TAREFA DO EXERCÍCIO — Escreva a continuação da reportagem sobre a Telecom Italia e a concordata da Tecnosistemi, começando logo após a última frase apresentada.

TRECHO DA PÁGINA —
☆ ☆ ☆ ☆ ☆ ☆ ☆

Na sexta-feira (16/1), a Telecom Italia negou em nota pública que mantenha vínculo acionário com a empresa concordatária Tecnosistemi, com suas coligadas ou empreiteiras subcontratadas. Disse que a Tecnosistemi trabalhou só durante 1 ano para a TIM, que nada deve à fornecedora e que a ruptura se deu porque a empresa “passou a não cumprir suas obrigações contratuais”.

Na esteira de escândalos como o da Parmalat e do Grupo Círio, ambos italianos, em que as empresas mantiveram negócios entrelaçados — inclusive com a Telecom Italia — e executivos que se revezaram nos cargos de comando das empresas principais e subsidiárias, o informe pago da TIM tem um papel a cumprir.

Visa, por exemplo, rebater as conclusões do juiz da 42ª Vara Civil de São Paulo, Carlos Henrique Abrão. Pelos autos, essas empresas não só andaram maximizando lucros artificialmente, criando empresas satélites e negócios de fachada, como também seria artificial a crise financeira. O objetivo seria lesar credores. Nas vésperas de pedirem concordata, afirmou o juiz em sua decisão, essas empresas mandaram para a Itália ao menos 3 milhões de dólares. Ele pediu ao Coaf — órgão brasileiro encarregado de investigar a lavagem de dinheiro pelo crime organizado — que rastreasse os valores desviados ilegalmente para fora do país.

Mercado duvida

A nota da Telecom Italia foi recebida com ceticismo pela Associação Brasileira de Empresas Prestadoras de Serviços em Telecomunicações (Abeprest), representante de empresas que levaram um calote de R$ 5,5 milhões da Tecnosistemi e suas coligadas (o valor total dos débitos das concordatárias seria da ordem de R$ 100 milhões).

Segundo Herold Weiss, presidente da Abeprest, todo o mercado sabe que as ligações entre a TIM e as empresas hoje em concordata são notórias e datam de muito tempo, ao contrário do que diz a nota da Telecom Italia. “Elas vieram juntas da Itália. Essa relação é incestuosa de nascença”, afirma Weiss.

☆ ☆ ☆ ☆ ☆ ☆ ☆

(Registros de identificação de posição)
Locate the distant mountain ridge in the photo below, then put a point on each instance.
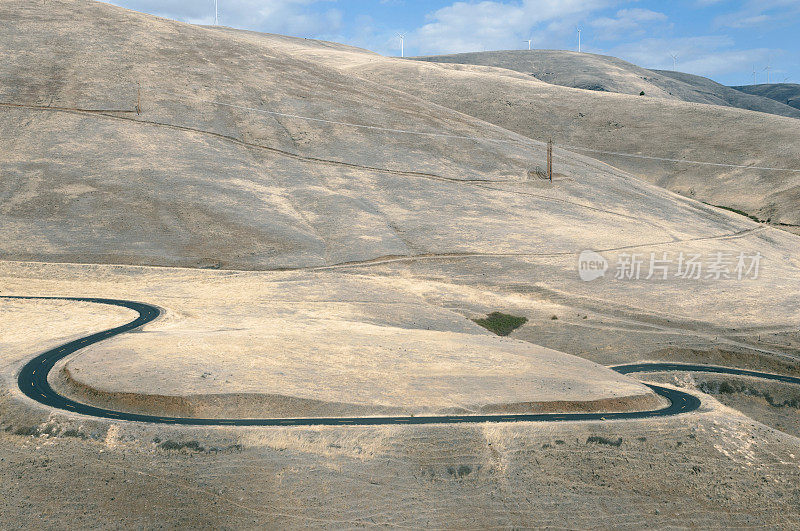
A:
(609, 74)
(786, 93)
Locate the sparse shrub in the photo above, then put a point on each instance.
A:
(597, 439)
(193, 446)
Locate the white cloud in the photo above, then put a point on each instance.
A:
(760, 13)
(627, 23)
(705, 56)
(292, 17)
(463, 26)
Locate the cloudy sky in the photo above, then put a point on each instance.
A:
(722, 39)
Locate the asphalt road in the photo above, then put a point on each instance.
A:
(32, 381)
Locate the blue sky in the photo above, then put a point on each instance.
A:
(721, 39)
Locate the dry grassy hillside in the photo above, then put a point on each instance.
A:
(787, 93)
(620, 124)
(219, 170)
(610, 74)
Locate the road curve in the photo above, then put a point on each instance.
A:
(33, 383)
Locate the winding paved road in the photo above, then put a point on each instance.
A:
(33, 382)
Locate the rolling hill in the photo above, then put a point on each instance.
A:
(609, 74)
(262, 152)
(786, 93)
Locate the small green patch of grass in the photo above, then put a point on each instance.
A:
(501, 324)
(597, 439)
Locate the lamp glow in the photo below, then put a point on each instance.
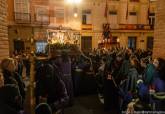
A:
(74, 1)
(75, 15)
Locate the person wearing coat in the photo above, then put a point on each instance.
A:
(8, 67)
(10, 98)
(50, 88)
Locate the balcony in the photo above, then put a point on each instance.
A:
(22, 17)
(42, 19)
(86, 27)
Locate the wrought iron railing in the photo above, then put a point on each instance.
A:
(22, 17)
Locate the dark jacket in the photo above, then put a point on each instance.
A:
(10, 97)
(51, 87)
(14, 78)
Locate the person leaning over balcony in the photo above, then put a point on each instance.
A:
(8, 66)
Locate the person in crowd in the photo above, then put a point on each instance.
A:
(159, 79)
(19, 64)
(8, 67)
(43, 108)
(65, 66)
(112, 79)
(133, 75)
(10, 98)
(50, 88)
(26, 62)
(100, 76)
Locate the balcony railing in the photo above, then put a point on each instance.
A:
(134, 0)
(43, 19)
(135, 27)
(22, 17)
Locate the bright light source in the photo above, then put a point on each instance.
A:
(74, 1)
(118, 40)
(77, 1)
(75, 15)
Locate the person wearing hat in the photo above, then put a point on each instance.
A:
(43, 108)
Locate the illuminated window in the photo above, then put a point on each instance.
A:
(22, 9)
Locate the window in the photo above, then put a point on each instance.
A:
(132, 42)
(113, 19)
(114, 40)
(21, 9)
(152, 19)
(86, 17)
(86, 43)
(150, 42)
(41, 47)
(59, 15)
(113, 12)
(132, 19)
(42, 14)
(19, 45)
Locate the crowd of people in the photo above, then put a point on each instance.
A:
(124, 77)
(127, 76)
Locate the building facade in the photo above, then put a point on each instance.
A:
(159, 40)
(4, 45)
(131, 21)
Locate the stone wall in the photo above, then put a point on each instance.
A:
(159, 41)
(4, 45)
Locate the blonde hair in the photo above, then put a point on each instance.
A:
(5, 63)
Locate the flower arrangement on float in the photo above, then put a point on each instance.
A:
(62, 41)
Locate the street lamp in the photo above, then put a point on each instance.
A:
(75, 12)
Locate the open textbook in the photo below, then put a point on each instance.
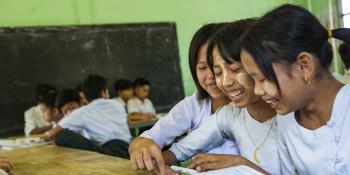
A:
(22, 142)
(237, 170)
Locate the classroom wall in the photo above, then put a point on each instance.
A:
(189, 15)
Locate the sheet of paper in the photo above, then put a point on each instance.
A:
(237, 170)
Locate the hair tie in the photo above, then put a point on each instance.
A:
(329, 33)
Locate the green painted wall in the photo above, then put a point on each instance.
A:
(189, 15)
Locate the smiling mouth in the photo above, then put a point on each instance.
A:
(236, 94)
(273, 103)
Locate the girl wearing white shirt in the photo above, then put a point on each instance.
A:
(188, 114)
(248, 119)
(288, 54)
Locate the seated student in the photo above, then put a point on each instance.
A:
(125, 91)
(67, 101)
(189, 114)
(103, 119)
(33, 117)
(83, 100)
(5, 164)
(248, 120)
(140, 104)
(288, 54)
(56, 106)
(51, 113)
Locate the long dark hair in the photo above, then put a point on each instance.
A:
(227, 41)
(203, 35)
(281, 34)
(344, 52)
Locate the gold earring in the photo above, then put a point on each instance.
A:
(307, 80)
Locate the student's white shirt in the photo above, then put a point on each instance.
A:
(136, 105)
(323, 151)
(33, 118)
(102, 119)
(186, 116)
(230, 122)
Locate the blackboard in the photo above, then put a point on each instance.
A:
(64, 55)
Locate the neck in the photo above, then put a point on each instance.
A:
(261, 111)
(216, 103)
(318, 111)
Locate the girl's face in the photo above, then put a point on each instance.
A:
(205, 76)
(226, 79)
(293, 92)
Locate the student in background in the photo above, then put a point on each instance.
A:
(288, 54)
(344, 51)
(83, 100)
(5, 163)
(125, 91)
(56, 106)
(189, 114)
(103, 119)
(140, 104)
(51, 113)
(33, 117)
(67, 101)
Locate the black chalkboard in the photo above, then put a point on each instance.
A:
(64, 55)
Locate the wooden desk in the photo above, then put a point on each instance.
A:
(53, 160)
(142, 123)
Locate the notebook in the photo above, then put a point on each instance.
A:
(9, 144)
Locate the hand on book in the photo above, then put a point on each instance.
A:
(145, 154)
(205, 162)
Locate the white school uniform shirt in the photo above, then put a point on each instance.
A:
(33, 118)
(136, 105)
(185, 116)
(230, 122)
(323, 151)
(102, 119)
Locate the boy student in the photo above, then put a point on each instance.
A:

☆ ☆ ☆ ☆ ☆ ☆ ☆

RESULTADO DA TAREFA —
Para o dirigente empresarial, o fato de não haver vínculo formal entre as empresas não elimina a hipótese de que a intimidade entre essas empresas vá muito além do relacionamento entre contratadas e contratantes. Um indício dessa situação, aponta o presidente da Abeprest, é o fato de as empresas terem dispensado a necessidade de contratos entre elas — uma prática estranha no mercado.

Tão estranha que deixa sem sentido o trecho da nota oficial desta sexta-feira em que se diz que a TIM deixou de trabalhar com a Tecnosistemi depois que esta deixou de cumprir suas “obrigações contratuais”. Quanto à afirmação de que a TIM “honrou todos os pagamentos à Tecnosistemi no Brasil e não tem débitos com este fornecedor”, naturalmente, a fornecedora refuta. Afinal de contas, se a dívida não existe, a crise também não. A conclusão de que alguém está mentindo não é absurda nem ofensiva.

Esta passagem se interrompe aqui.